PASSAGE PROVIDED:
Start

Also, there\'s no simultaneity between separated objects moving at
different speeds.  The relativistic garage illustrates this.

Say you have a 1927 Bugatti Type 41, which is 252 inches long.  Your
garage is the standard 20 feed (240 inches) long, and has a very fast
automatically-controlled door at each end.  The doors are designed to
open and close automatically to allow the car to enter and leave.

Because the Bugatti is so fast, you drive towards the open end of the
garage at 0.5c.  You measure the length of the garage as

240 inches * sqrt(1-0.5**2) = 207.8 inches.

The hood of the car passes through the open door, then the closed door
opens before the back bumper has passed through the doorway.  No
collision occurs, because the second door opens before the first one
closes.

End

GIVEN ENTRIES:

Start

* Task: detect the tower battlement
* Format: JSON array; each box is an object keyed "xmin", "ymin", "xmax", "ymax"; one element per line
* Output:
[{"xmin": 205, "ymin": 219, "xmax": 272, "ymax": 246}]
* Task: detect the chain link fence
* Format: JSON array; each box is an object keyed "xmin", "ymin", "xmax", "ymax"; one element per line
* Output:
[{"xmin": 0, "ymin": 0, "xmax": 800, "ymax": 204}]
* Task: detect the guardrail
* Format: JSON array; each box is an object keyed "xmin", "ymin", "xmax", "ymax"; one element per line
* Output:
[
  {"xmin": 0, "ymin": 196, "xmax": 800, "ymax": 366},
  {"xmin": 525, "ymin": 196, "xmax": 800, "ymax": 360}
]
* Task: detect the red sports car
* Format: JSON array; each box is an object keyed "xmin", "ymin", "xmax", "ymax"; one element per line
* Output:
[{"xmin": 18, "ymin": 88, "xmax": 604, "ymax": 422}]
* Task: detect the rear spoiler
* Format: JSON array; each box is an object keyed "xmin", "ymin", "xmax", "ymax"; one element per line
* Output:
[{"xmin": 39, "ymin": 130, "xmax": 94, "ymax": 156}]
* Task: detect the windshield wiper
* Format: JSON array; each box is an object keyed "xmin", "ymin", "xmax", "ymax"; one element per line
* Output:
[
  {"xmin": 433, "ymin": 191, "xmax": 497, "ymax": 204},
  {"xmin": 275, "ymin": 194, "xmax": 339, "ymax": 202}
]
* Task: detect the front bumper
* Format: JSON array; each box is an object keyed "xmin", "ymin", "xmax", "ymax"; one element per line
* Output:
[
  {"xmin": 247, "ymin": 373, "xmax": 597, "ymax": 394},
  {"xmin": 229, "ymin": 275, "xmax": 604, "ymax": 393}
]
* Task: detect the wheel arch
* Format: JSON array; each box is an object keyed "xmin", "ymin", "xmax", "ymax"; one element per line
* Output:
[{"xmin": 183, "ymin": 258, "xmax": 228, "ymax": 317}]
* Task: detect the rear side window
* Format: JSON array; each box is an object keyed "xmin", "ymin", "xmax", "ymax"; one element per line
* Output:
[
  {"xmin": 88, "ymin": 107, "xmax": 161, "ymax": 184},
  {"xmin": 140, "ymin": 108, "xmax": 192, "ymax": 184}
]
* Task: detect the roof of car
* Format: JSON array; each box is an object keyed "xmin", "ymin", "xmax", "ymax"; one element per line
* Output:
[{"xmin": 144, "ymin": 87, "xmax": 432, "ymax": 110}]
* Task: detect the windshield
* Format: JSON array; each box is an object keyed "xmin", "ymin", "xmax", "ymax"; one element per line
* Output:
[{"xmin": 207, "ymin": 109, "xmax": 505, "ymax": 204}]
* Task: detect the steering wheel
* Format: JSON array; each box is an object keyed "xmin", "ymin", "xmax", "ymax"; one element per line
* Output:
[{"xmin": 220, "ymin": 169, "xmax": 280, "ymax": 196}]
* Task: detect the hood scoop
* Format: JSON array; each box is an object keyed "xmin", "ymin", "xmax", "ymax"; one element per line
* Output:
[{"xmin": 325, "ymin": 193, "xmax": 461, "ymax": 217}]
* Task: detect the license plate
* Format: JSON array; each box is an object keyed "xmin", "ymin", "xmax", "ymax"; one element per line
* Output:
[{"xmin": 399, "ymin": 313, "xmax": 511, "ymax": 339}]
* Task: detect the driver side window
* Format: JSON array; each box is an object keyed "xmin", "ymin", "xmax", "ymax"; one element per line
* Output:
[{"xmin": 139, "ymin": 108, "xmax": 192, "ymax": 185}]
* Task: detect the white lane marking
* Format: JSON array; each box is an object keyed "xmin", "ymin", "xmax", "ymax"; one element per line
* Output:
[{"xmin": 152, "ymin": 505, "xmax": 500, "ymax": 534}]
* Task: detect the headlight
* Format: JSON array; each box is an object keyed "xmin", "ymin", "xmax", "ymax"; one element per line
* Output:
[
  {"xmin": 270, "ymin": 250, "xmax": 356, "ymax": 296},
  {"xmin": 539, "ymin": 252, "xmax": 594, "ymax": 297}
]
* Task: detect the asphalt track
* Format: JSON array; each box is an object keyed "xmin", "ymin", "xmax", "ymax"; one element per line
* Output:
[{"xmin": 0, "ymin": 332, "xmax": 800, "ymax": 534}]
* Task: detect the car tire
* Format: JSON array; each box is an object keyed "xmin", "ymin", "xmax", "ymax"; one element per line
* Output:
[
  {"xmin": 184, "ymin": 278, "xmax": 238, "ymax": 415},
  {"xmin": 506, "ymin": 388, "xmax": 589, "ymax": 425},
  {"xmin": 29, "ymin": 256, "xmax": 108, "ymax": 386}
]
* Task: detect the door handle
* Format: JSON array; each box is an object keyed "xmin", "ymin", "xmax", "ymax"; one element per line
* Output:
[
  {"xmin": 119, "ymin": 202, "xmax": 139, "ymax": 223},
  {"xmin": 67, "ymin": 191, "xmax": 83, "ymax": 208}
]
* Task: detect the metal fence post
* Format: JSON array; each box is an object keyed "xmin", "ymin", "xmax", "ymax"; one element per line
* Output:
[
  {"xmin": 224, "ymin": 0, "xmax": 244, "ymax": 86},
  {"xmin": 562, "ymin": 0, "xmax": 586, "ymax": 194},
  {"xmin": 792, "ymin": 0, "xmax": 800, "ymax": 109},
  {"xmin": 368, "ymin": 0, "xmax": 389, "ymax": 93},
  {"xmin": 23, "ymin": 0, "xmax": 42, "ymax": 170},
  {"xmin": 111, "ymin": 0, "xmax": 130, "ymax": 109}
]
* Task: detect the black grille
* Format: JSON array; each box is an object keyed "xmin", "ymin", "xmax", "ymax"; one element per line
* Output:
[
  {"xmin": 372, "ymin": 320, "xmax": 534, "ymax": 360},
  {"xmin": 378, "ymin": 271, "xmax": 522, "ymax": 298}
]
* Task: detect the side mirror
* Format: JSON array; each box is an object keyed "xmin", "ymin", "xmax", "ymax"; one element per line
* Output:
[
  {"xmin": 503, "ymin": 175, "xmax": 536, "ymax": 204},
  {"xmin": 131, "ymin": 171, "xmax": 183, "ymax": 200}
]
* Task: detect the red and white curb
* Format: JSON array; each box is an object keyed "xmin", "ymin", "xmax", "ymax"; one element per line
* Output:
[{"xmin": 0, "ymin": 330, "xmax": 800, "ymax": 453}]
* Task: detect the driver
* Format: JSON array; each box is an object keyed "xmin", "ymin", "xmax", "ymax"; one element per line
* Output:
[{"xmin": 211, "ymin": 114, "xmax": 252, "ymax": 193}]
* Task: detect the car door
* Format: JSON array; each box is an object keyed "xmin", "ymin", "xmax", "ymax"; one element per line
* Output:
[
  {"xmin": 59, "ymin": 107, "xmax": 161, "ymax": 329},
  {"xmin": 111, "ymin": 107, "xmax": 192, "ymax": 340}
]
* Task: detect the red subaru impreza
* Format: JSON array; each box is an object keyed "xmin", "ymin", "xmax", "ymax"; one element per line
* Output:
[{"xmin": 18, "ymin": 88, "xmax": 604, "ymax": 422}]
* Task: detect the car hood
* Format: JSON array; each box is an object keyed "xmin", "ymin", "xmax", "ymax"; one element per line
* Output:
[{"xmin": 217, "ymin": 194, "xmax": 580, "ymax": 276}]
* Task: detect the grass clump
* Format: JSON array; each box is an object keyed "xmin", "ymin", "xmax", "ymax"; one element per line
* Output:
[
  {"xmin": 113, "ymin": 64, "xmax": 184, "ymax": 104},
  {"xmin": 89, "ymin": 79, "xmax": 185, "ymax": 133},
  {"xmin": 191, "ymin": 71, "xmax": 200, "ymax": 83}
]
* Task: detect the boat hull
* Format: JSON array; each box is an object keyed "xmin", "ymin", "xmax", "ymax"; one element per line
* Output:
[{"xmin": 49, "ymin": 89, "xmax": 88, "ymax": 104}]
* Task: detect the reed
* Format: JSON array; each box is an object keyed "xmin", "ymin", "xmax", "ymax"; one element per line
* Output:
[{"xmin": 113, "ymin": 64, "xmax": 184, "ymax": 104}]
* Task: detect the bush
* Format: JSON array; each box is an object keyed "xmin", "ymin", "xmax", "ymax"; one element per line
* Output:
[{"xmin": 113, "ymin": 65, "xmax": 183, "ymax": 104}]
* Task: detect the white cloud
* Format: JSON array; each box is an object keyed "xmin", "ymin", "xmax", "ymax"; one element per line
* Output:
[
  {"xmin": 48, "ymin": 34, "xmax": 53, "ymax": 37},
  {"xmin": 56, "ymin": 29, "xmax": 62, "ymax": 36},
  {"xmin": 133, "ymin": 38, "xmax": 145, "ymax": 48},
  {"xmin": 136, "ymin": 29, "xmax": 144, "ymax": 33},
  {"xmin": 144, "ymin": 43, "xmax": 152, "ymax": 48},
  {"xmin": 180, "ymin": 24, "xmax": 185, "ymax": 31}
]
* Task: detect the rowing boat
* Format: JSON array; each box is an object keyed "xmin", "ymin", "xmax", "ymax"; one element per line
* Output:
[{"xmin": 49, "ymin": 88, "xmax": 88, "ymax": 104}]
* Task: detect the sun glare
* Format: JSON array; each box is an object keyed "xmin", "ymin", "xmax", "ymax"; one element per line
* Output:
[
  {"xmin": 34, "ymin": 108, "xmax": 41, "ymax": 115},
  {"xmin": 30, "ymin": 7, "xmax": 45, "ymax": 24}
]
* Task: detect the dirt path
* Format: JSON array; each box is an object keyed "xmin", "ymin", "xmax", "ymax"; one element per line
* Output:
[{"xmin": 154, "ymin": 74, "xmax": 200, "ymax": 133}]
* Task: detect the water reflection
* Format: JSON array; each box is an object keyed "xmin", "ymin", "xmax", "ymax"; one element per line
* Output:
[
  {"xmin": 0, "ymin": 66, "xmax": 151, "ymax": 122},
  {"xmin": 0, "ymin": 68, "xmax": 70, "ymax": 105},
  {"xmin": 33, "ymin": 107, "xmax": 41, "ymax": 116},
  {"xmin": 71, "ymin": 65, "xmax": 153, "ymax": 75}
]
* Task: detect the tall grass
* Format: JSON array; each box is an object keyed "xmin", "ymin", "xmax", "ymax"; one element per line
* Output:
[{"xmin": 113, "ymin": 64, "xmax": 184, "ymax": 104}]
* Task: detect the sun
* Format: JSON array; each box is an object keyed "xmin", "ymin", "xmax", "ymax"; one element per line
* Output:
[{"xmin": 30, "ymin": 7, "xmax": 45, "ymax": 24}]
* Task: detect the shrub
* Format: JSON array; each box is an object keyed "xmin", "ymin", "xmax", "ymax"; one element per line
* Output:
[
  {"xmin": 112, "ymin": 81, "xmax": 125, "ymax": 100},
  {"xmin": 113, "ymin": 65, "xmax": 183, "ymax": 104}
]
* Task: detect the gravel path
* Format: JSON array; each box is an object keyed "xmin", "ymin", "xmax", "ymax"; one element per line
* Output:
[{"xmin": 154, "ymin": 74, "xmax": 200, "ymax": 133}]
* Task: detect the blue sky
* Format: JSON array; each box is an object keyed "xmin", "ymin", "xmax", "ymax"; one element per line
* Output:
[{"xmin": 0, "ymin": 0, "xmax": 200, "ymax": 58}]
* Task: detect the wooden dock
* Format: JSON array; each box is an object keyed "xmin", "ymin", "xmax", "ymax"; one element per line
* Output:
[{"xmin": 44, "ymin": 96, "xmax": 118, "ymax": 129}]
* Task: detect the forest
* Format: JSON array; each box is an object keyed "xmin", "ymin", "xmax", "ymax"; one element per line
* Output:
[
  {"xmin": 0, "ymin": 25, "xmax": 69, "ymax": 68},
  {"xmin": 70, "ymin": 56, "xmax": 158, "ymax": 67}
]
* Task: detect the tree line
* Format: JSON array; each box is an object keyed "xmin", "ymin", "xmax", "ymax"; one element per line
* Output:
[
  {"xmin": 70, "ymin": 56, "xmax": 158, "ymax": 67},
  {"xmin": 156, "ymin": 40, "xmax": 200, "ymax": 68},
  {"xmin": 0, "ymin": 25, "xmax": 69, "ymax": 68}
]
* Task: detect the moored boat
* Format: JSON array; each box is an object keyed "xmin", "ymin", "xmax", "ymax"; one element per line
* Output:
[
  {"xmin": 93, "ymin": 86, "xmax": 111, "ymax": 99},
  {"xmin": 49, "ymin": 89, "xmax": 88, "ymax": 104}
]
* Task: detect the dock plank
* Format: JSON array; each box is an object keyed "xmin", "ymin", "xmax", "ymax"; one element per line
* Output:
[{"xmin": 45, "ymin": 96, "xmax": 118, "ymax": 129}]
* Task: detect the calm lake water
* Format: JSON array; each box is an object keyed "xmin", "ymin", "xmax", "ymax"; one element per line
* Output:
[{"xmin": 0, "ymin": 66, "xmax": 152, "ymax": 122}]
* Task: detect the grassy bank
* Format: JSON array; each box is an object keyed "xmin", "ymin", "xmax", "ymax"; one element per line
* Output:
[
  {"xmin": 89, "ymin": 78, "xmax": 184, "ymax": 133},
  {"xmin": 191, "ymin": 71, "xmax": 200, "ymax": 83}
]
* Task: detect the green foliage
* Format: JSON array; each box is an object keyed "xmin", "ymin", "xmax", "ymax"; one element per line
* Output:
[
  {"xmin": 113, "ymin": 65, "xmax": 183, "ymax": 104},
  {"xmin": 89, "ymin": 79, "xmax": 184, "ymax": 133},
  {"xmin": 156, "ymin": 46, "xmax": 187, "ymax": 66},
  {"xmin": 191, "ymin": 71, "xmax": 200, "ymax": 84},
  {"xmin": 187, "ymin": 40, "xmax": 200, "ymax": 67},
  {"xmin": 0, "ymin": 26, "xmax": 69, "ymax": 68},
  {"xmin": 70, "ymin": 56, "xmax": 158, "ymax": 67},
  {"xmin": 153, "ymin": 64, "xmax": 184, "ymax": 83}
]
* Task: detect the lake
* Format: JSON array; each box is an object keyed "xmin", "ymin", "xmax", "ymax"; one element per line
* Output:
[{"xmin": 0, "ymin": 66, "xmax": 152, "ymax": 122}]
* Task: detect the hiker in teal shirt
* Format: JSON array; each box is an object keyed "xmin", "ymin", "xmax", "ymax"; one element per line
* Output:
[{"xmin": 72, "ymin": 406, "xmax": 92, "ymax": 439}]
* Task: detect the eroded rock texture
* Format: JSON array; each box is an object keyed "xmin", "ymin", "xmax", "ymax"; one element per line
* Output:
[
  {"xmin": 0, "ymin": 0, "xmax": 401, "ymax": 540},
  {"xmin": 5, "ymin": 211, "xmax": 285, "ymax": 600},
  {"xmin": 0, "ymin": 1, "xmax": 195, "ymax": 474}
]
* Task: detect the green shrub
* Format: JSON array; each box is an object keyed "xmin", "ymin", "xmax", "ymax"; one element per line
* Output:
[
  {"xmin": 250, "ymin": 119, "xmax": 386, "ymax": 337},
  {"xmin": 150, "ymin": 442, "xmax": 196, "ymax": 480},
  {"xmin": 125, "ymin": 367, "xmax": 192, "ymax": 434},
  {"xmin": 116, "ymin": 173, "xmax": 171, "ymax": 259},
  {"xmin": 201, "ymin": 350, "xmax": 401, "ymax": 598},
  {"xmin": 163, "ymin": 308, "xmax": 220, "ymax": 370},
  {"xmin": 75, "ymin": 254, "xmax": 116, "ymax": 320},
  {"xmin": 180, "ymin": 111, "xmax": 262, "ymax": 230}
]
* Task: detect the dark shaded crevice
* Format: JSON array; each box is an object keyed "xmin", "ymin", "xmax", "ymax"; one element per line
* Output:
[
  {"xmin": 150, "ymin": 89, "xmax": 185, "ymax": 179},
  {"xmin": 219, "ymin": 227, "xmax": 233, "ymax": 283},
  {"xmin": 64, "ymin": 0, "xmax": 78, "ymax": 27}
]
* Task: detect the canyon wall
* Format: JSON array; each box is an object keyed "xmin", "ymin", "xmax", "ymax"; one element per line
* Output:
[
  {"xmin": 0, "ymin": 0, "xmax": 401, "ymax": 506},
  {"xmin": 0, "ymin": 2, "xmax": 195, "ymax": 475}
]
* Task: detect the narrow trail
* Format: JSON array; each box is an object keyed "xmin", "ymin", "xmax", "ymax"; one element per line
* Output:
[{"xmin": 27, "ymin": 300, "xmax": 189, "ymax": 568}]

End

TASKS FOR THIS EXERCISE:
- a) Answer these from the relativistic garage passage:
(i) How long is the 1927 Bugatti Type 41?
(ii) At what speed do you drive toward the garage?
(iii) What length do you measure for the garage while driving?
- b) In one to three sentences, explain why no collision occurs when the car passes through the garage in the relativistic garage passage.
- c) Continue the relativistic garage passage from its last sentence.
The material has nothing to do with the relativistic garage passage.

RESPONSES TO THE TASKS:
- a)
(i) 252 inches.
(ii) 0.5c.
(iii) 207.8 inches.

- b) No collision occurs because the second door opens before the first one closes. The hood passes through the open door, and the closed door opens before the back bumper has gone through the doorway.

- c)
Your spouse, waiting for you to come home from your drive, measures the
length of the car as

252 inches * sqrt(1-0.5**2) = 218.2 inches.

The car fits into the garage, so as it enters, the first door closes
before the second door opens.  Once again no collision occurs, because
the car is shorter than the garage.

The math works out fine in both English and metric, and no paradoxes are
involved.

Cheers

Phil Hobbs

How fast do the doors have to rise or close to clear the car...this
seems to be getting annoying close to the speed of light.

Pretty sure my garage door would warp if I ran it that fast! (ducking)

John ;-#)#

 

[Dimiter_Popoff]

On 5/15/2022 0:35, Joe Gwinn wrote:

It turns out there is a long history, with many parallel explanations:

.<https://en.wikipedia.org/wiki/Twin_paradox

Joe Gwinn

I am not a physicist but like many of us here I have been banging my
head into various technical problems so I am used to see when some
claim is somewhat questionable.
It\'s been years since I have read Einstein\'s papers but I remember
an example he gives, that with a train and a periodically flashing
light on it.
Obviously if the train is moving away from the observer because of the
fixed speed of light the period will seem somewhat longer to the
observer.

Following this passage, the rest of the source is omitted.